- [TASK INSTRUCTIONS] Can you filter the records below down to only the lines that contain the string "chocolate", treating uppercase and lowercase as different, and copy each matching line?

- [GIVEN DATA]
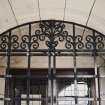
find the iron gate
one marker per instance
(60, 39)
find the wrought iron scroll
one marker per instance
(53, 32)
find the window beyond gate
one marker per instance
(55, 83)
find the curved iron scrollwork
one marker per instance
(53, 32)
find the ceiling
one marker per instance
(86, 12)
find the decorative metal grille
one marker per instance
(49, 38)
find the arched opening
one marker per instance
(43, 60)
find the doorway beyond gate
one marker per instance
(52, 38)
(65, 91)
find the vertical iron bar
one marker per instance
(8, 51)
(98, 75)
(54, 79)
(75, 68)
(50, 90)
(28, 70)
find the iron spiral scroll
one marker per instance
(52, 33)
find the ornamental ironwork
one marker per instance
(52, 33)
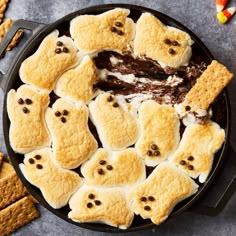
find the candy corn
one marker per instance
(225, 15)
(220, 5)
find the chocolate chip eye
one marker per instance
(115, 104)
(182, 162)
(91, 196)
(190, 167)
(156, 153)
(187, 108)
(59, 43)
(89, 204)
(97, 202)
(65, 49)
(190, 158)
(120, 32)
(143, 199)
(63, 119)
(28, 101)
(20, 101)
(37, 157)
(154, 147)
(65, 112)
(109, 167)
(57, 113)
(151, 198)
(171, 51)
(110, 99)
(147, 208)
(38, 166)
(102, 162)
(57, 50)
(167, 41)
(100, 171)
(31, 161)
(113, 29)
(175, 43)
(149, 153)
(118, 24)
(25, 110)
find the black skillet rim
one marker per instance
(13, 74)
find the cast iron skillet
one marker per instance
(11, 80)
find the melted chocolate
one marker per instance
(163, 92)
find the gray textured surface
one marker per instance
(198, 16)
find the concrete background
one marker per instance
(198, 16)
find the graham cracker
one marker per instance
(11, 188)
(4, 27)
(17, 215)
(3, 7)
(208, 86)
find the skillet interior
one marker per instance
(221, 109)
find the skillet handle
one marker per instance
(213, 202)
(34, 27)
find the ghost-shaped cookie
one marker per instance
(101, 205)
(111, 169)
(167, 45)
(109, 30)
(156, 197)
(54, 56)
(117, 127)
(72, 141)
(77, 84)
(56, 184)
(26, 111)
(159, 132)
(197, 147)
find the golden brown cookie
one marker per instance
(110, 30)
(1, 159)
(159, 132)
(102, 205)
(16, 215)
(72, 141)
(156, 197)
(77, 84)
(26, 110)
(117, 127)
(56, 184)
(111, 169)
(208, 86)
(11, 188)
(3, 7)
(197, 147)
(169, 46)
(54, 56)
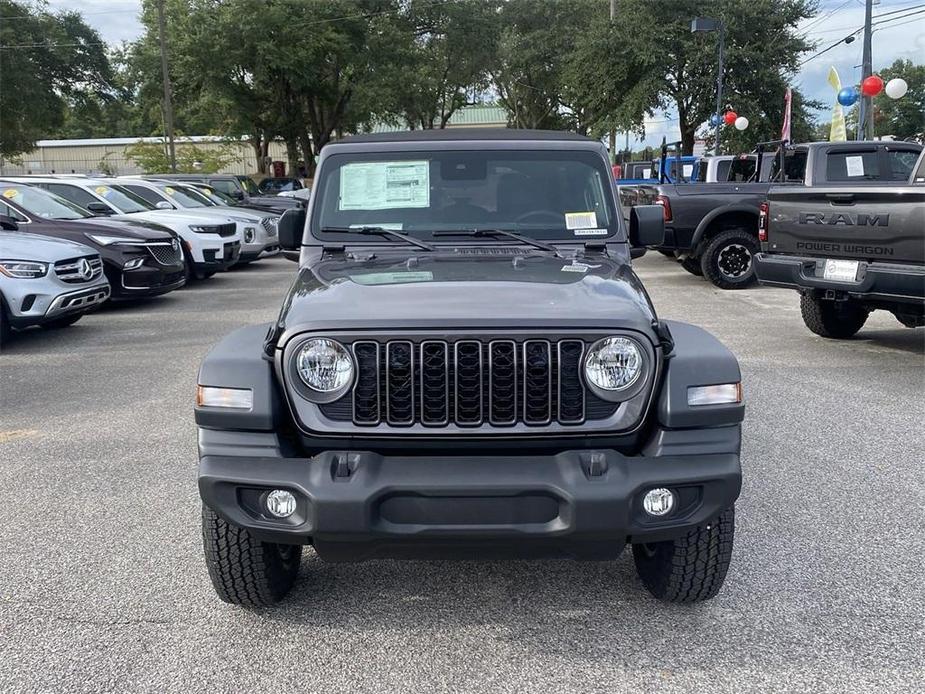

- [FINAL RESULT]
find the chocolate chip eye
find the melted chocolate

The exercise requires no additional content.